• Task input:
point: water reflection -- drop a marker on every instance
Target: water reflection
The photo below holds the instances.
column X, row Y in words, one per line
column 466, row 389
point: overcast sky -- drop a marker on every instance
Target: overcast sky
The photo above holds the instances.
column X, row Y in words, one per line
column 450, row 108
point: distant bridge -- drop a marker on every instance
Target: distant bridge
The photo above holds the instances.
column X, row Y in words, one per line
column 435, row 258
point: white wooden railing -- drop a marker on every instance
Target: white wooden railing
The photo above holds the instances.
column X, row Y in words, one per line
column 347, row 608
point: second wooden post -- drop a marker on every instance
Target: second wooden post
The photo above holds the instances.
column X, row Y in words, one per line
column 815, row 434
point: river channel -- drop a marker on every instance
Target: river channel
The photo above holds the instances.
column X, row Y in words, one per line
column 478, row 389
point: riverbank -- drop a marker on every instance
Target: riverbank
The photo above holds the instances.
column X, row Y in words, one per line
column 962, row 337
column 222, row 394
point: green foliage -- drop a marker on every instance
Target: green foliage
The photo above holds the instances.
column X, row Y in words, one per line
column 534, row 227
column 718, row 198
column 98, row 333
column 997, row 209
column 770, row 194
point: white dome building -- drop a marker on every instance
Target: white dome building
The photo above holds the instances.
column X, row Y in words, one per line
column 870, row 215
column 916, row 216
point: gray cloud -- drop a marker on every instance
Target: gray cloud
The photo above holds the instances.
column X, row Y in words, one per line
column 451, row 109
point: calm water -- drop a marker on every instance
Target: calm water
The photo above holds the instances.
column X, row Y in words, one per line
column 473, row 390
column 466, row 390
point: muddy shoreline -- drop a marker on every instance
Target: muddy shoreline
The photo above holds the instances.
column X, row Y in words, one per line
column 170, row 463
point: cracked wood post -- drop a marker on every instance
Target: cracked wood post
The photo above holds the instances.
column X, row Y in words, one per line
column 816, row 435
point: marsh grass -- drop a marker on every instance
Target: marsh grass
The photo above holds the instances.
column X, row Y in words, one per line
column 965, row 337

• Task statement: Find how many lines of the records hold the string "bridge", then give that number by itself.

• Answer for the task: 2